Rewrite the section of the passage on oil-particle stability and pH from "The amount of" up to and including "may not coalesce).", changing "charge repulsion" to "electrostatic repulsion" throughout.

(Document section):

◇ ◇ ◇

The actual amount of treatment required depends not only on the surface area, but also on the magnitude of the stabilizing forces arrayed there and the efficiency with which the treatment counteracts them. One way that the polar organics at the surface impart stability is by creating a net charge repulsion that inhibits particle contact. In particular, the longer chain, surface-active, carboxylic acids noted earlier concentrate at this interface and dissociate to anions, depending on pH, leaving behind a mutually repulsive, anionic (negative) charge. Generally, nitrogenous bases from the asphaltene fraction also contribute a partially neutralizing, cationic (positive) charge, also dependent on pH.

The amount of net charge repulsion is thus a function of pH. As the pH is lowered (greater acidity), the carboxylic acids become less dissociated (more protonated) and so impart less charge. At the pH of the “isoelectric point,” charge repulsion disappears, and the particles coagulate (though they may not coalesce).

While such protic coagulants are universal, they also react with water (to form hydronium) and with metal surfaces. This renders them inefficient and corrosive. More efficient, but less universal, coagulants include binding polyvalent metal salts, polymeric ammonium salts, and micellar ammonium surfactants. The specificity of these traditional cationic coagulants renders their efficacy dependent on the anionicity of the particle surface. Thus a change in pH, which changes the surface charge, will require a change in the choice of coagulant to maintain the same removal of dispersed oil.

◇ ◇ ◇

(Supplied material):
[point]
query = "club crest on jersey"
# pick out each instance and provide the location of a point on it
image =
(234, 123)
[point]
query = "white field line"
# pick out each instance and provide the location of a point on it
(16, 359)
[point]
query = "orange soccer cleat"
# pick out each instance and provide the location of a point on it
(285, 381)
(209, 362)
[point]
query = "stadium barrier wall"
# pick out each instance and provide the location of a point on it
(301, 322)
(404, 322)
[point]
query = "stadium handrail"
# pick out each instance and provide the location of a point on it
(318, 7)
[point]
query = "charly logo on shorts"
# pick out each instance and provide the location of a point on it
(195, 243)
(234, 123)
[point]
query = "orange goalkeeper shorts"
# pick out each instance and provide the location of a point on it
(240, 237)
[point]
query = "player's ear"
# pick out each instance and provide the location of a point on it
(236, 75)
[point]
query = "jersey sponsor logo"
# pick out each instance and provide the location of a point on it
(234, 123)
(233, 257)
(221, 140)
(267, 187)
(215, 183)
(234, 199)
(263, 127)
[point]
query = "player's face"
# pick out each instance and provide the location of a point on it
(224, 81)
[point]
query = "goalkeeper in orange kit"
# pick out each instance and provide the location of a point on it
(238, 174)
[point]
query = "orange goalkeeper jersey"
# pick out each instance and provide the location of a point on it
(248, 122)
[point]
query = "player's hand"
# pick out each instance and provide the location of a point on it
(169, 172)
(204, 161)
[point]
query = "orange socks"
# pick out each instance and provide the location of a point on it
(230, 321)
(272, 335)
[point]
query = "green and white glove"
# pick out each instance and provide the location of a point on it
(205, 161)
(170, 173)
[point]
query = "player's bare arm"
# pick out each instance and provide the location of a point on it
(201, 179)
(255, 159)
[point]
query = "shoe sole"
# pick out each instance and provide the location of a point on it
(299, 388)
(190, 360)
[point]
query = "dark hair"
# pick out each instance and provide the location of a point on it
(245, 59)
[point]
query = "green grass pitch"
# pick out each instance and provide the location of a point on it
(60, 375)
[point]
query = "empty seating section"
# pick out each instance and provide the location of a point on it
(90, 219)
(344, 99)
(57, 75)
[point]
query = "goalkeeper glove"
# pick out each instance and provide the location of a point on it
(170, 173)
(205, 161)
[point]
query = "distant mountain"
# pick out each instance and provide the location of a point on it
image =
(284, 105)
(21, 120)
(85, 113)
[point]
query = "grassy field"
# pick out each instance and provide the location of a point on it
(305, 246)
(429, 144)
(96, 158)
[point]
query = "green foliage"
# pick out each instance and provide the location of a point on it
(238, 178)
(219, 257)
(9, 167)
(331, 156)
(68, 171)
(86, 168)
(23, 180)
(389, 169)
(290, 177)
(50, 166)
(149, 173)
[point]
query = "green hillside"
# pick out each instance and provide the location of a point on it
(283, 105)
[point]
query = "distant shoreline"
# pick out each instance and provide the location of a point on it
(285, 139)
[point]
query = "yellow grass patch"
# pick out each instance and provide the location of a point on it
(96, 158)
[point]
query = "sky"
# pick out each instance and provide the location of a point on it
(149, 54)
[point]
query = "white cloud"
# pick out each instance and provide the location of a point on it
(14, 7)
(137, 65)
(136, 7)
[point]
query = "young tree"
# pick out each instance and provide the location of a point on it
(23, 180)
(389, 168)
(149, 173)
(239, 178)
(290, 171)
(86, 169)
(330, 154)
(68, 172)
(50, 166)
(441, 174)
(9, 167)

◇ ◇ ◇

(Reply):
The amount of net electrostatic repulsion is thus a function of pH. As the pH is lowered (greater acidity), the carboxylic acids become less dissociated (more protonated) and so impart less charge. At the pH of the “isoelectric point,” electrostatic repulsion disappears, and the particles coagulate (though they may not coalesce).